原文段落
****************************************
你還真找針狀的「刺」(thorn)？ 距，歫也 (止也, 與彼相抵也，與拒通), "*barb*": any sharp projection angled away from the main point so as to make extraction difficult. 宋朝刀八色之“戟刀”及使用名将知多少 裡的每一個直刃 (矛頭/槍頭), 都有「距」的設計.  比方說，三角型的箭頭，就有「距」的功能.  三角的角就是 a sharp projection, 其他兩角與插入身體的那一角朝的方向不同，也就是 angled away from the main point.  這樣的設計，其目的是 to make extraction difficult.


----------



## retrogradedwithwind

看来我对距地理解是有错误。可能，距就是齿吧。


----------



## Skatinginbc

有的距長得像雞爪一樣，很明顯，譬如三刃枝中的所謂「雄戟」，就是因其「胡」的部位多了個雞爪般的距(郭璞謂其小孑刺)而得名.  「胡」的鋒 (blade，sharp edge) 添加了距就可稱作刃 (barbed blade).

三刃枝是那三刃？ 已知有 刺刃 + 胡刃，依段玉裁的看法，再加上援刃.  若果真如此，便與「內」無關.

鏝胡是平坦的鋒，無距，故非刃.


----------
****************************************
给定数据
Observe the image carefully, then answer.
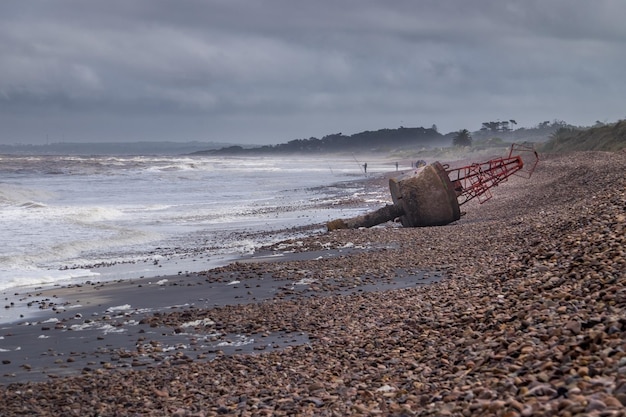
****************************************
任务列表
1) 请照录兵器「距」讨论中的一段文字：从含有“## retrogradedwithwind”的地方开始，抄到“添加了距就可稱作刃 (barbed blade).”之后停止。
2) 按照兵器「距」讨论的说法，鏝胡为什么不算刃？

完整答案
1)
## retrogradedwithwind

看来我对距地理解是有错误。可能，距就是齿吧。


----------



## Skatinginbc

有的距長得像雞爪一樣，很明顯，譬如三刃枝中的所謂「雄戟」，就是因其「胡」的部位多了個雞爪般的距(郭璞謂其小孑刺)而得名.  「胡」的鋒 (blade，sharp edge) 添加了距就可稱作刃 (barbed blade).

2) 因为鏝胡是平坦的锋，没有距。